TEXT PROVIDED:

# Import DRO experiance



## wlane (Jan 20, 2013)

Greetings. New to this forum. I need a DRO for Sharp First Mill.  There is a tremendious ammout of info on the major professioal brands. What i am seeking is info from long term users of the various lower cost imports from China Singapore Korea India etc. What i have found so far is owners who have graet things to say about them but have only owned then for a few weeks or months.

Thanks Will


----------



## randyjaco (Jan 20, 2013)

There are quite a few to choose from. Personally, I recommend DRO Pro and Shooting Star. I have had excellent results and great customer service from both.

Randy


----------



## jmarkwolf (Feb 15, 2013)

I had the cheap Chinese scales on my RF-31 mill/drill for years and found them to be nigh on to worthless. I would suggest avoiding them like the plague.

Every time I fired up the mill either the battery was dead, or the cables were oxidized, or the scales were just plain dead.

I tore it off and installed the DRO PRO system with magnetic scales.

What a difference! It's like a new machine! And it works as well or better than teh Accurite DRO on my mill at work.

I just bought a Bridgeport and will be buying another DRO PRO's magnetic scales system for it.


----------



## jmarkwolf (Feb 15, 2013)

PaulT said:


> Which DRO PRO unit did you get for the RF-31 ?
> 2 or 3 axis ?
> 
> Sorry for the hijack.



It wasn't a full kit. I bought the scales independantly from Little Machine Shop IIRC, and the inexpensive 3-axis DRO head from Wholesale Tool.

The DRO head was fine, it was the scales that were problematic.


----------



## wlane (Feb 18, 2013)

Thanks for the input!


----------



## trumpy81 (Feb 18, 2013)

I have two DRO's, both Meister. One has been fitted to my lathe for over 18 months now and I can say it is a very nice unit with lots of features. It has performed flawlessly and has proper glass scales just like the professional brands. The DRO on the lathe is the ARC2 model and fits well on my lathe. I am currently refitting the X-Axis scale though. It has been a bit of a hindrance with the tailstock on my Steelmaster SM1022A 10x22 lathe so it's now going to be mounted underneath the carriage.

WRITTEN INSTRUCTION: Reproduce the forum thread above about imported DRO units word for word, from the title to the final post.

DATA SUPPLIED:
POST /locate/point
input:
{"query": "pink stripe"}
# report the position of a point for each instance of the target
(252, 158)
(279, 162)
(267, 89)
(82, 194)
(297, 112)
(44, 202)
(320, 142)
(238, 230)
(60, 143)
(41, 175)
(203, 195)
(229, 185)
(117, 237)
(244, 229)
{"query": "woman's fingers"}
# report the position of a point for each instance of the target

--

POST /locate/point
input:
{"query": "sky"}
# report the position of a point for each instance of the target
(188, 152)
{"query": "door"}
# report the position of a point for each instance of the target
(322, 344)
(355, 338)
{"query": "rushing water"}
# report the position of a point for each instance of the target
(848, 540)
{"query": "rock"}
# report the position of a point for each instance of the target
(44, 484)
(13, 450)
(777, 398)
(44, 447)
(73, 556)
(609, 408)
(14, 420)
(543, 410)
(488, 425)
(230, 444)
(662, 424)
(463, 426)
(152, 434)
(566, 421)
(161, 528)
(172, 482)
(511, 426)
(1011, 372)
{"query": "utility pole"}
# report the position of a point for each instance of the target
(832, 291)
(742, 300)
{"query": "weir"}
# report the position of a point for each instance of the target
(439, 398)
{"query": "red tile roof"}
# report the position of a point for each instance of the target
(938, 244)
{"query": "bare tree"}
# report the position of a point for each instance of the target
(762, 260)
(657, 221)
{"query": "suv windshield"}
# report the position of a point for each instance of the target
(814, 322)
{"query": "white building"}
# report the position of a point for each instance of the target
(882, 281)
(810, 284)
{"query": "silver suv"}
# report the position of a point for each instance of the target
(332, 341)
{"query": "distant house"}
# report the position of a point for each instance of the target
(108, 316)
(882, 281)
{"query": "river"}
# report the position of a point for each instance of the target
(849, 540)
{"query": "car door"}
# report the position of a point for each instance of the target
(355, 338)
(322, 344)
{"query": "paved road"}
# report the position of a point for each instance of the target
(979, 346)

WRITTEN ANSWER:
# Import DRO experiance



## wlane (Jan 20, 2013)

Greetings. New to this forum. I need a DRO for Sharp First Mill.  There is a tremendious ammout of info on the major professioal brands. What i am seeking is info from long term users of the various lower cost imports from China Singapore Korea India etc. What i have found so far is owners who have graet things to say about them but have only owned then for a few weeks or months.

Thanks Will


----------



## randyjaco (Jan 20, 2013)

There are quite a few to choose from. Personally, I recommend DRO Pro and Shooting Star. I have had excellent results and great customer service from both.

Randy


----------



## jmarkwolf (Feb 15, 2013)

I had the cheap Chinese scales on my RF-31 mill/drill for years and found them to be nigh on to worthless. I would suggest avoiding them like the plague.

Every time I fired up the mill either the battery was dead, or the cables were oxidized, or the scales were just plain dead.

I tore it off and installed the DRO PRO system with magnetic scales.

What a difference! It's like a new machine! And it works as well or better than teh Accurite DRO on my mill at work.

I just bought a Bridgeport and will be buying another DRO PRO's magnetic scales system for it.


----------



## jmarkwolf (Feb 15, 2013)

PaulT said:


> Which DRO PRO unit did you get for the RF-31 ?
> 2 or 3 axis ?
> 
> Sorry for the hijack.



It wasn't a full kit. I bought the scales independantly from Little Machine Shop IIRC, and the inexpensive 3-axis DRO head from Wholesale Tool.

The DRO head was fine, it was the scales that were problematic.


----------



## wlane (Feb 18, 2013)

Thanks for the input!


----------



## trumpy81 (Feb 18, 2013)

I have two DRO's, both Meister. One has been fitted to my lathe for over 18 months now and I can say it is a very nice unit with lots of features. It has performed flawlessly and has proper glass scales just like the professional brands. The DRO on the lathe is the ARC2 model and fits well on my lathe. I am currently refitting the X-Axis scale though. It has been a bit of a hindrance with the tailstock on my Steelmaster SM1022A 10x22 lathe so it's now going to be mounted underneath the carriage.